*SELECTED EXCERPT:*
★ ★ ★
Re: [PATCH v2 04/13] Teach rebase interactive the mark command

Previous thread: git-send-email: Skipping - not found. by Timur Tabi on Monday, April 28, 2008 - 2:15 pm. (3 messages)

Next thread: Re: Dumb idea on git library for script languages by Eric Hanchrow on Monday, April 28, 2008 - 9:06 pm. (1 message)
From: Junio C Hamano
Date: Monday, April 28, 2008 - 5:25 pm

No, read the message again and think for 5 minutes.

Picking the same commit twice does not make any sense, neither does
picking the resulting commit from an earlier operation in the same
sequencer run.  Which means that the commit object name for 'pick' can
mean _only_ the pre-rewritten commit object, not 'the result of an earlier
operation that used that commit'.  And you always pick on top of the
current (detached) HEAD.

Reset is different.  You can reset either to the named commit to start
building from a known state that existed before the sequencer run started,
or reset to the result of pick (or merge) of the named commit, and your
proposal breaks down here, because you cannot tell between the two.

To rebuild this history on top of a commit O' elsewhere:

        O---A---B
             \   \
              D---E---F---G
                         / 
                        X

you would need to:

	pick A
        pick B
        reset <<to the state after "pick A">>
        pick D
        merge <<the state after "pick B">>
        pick F
        merge X (taken from somebody else)
★ ★ ★
*REQUIRED TASKS:*
A – Duplicate the mailing-list reply about pick and reset in full, with no changes.
B – In the rows, from the first line through the line with "290L987 288L973 290L974", substitute "coarse mask" for every "rough mask" and keep everything else the same. Give back only those lines.
★ ★ ★
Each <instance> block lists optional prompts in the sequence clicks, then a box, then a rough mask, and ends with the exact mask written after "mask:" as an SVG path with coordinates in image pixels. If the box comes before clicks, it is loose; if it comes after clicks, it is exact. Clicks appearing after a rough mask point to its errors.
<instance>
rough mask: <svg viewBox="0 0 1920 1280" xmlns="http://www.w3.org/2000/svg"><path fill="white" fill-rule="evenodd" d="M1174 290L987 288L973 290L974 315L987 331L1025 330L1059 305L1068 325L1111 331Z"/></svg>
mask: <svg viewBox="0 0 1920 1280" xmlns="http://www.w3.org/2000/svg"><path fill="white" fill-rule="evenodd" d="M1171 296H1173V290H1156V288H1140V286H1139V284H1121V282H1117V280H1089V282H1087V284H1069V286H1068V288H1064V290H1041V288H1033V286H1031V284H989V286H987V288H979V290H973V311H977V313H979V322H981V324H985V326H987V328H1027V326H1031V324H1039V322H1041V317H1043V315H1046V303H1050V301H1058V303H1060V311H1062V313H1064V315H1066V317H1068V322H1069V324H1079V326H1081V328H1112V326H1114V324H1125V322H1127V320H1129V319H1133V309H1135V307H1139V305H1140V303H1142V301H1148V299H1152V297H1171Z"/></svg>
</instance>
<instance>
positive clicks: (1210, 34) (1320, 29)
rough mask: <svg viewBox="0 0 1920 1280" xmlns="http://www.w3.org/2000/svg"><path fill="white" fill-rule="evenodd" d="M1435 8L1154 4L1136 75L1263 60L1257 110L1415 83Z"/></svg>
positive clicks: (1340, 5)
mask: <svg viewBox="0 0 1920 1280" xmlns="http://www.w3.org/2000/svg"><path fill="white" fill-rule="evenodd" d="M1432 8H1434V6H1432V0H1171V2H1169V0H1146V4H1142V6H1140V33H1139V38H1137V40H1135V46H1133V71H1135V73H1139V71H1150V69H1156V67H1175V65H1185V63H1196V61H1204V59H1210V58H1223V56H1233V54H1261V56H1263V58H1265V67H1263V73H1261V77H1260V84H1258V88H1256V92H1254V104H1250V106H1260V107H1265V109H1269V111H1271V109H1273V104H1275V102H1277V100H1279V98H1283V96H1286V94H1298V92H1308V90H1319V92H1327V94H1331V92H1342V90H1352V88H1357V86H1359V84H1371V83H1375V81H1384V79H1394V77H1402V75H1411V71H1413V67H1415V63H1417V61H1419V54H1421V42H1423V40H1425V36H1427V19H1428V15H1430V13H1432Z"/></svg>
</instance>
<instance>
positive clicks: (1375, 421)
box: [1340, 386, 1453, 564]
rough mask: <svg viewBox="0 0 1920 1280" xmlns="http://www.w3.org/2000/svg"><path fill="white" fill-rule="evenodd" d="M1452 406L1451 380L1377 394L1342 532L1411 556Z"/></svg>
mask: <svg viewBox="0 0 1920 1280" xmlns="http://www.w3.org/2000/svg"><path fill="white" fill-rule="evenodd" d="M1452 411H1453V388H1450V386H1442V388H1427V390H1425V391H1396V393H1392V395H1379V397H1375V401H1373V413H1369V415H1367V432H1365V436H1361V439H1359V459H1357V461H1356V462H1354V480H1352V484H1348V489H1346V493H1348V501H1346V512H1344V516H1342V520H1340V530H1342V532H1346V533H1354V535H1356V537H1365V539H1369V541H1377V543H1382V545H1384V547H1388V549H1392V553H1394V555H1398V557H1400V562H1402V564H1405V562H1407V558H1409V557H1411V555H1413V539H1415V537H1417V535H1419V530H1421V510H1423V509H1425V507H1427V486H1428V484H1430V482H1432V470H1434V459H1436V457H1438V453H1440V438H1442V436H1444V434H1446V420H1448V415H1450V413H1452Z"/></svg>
★ ★ ★
*YOUR WRITTEN ANSWERS:*
A –
Re: [PATCH v2 04/13] Teach rebase interactive the mark command

Previous thread: git-send-email: Skipping - not found. by Timur Tabi on Monday, April 28, 2008 - 2:15 pm. (3 messages)

Next thread: Re: Dumb idea on git library for script languages by Eric Hanchrow on Monday, April 28, 2008 - 9:06 pm. (1 message)
From: Junio C Hamano
Date: Monday, April 28, 2008 - 5:25 pm

No, read the message again and think for 5 minutes.

Picking the same commit twice does not make any sense, neither does
picking the resulting commit from an earlier operation in the same
sequencer run.  Which means that the commit object name for 'pick' can
mean _only_ the pre-rewritten commit object, not 'the result of an earlier
operation that used that commit'.  And you always pick on top of the
current (detached) HEAD.

Reset is different.  You can reset either to the named commit to start
building from a known state that existed before the sequencer run started,
or reset to the result of pick (or merge) of the named commit, and your
proposal breaks down here, because you cannot tell between the two.

To rebuild this history on top of a commit O' elsewhere:

        O---A---B
             \   \
              D---E---F---G
                         / 
                        X

you would need to:

	pick A
        pick B
        reset <<to the state after "pick A">>
        pick D
        merge <<the state after "pick B">>
        pick F
        merge X (taken from somebody else)

B –
Each <instance> block lists optional prompts in the sequence clicks, then a box, then a coarse mask, and ends with the exact mask written after "mask:" as an SVG path with coordinates in image pixels. If the box comes before clicks, it is loose; if it comes after clicks, it is exact. Clicks appearing after a coarse mask point to its errors.
<instance>
coarse mask: <svg viewBox="0 0 1920 1280" xmlns="http://www.w3.org/2000/svg"><path fill="white" fill-rule="evenodd" d="M1174 290L987 288L973 290L974 315L987 331L1025 330L1059 305L1068 325L1111 331Z"/></svg>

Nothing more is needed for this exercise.